## WORK INSTRUCTIONS
Please count the lines in the entries below that contain the string "cabinet", with case counting, and reply with the number alone.

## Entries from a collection
════
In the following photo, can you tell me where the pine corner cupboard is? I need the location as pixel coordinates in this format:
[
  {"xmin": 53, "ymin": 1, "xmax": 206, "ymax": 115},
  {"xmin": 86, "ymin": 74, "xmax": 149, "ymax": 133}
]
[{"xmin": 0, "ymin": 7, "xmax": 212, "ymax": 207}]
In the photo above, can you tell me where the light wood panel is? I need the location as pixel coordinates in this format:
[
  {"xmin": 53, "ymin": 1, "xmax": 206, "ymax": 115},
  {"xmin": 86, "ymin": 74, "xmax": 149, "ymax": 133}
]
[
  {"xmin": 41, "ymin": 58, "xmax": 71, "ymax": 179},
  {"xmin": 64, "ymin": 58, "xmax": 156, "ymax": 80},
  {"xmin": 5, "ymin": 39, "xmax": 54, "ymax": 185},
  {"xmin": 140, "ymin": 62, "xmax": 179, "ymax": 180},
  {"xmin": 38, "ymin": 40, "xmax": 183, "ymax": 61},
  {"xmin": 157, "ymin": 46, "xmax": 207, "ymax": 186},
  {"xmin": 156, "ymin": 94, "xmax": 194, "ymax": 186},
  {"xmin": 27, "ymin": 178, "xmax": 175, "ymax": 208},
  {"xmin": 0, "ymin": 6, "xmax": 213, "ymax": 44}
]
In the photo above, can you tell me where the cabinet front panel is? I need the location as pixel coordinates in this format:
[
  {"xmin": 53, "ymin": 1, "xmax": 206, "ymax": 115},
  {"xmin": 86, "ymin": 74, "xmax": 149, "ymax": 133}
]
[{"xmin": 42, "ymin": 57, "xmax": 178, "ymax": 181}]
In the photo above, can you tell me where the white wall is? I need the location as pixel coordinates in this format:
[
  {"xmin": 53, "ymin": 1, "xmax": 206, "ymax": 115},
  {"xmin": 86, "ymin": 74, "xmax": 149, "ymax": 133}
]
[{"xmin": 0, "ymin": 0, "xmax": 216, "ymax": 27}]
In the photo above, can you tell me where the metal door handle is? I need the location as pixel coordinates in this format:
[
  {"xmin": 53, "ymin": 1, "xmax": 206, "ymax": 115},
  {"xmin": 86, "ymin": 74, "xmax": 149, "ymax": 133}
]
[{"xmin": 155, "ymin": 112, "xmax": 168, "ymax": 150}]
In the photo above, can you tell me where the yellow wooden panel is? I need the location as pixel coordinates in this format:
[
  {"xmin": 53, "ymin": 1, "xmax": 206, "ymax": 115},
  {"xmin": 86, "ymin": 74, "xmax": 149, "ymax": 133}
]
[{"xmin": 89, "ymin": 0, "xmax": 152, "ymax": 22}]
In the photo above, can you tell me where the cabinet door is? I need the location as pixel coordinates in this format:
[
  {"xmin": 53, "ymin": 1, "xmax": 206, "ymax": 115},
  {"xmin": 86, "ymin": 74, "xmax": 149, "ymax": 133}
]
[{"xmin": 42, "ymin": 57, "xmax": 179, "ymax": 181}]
════
## SOLVED EXERCISE
2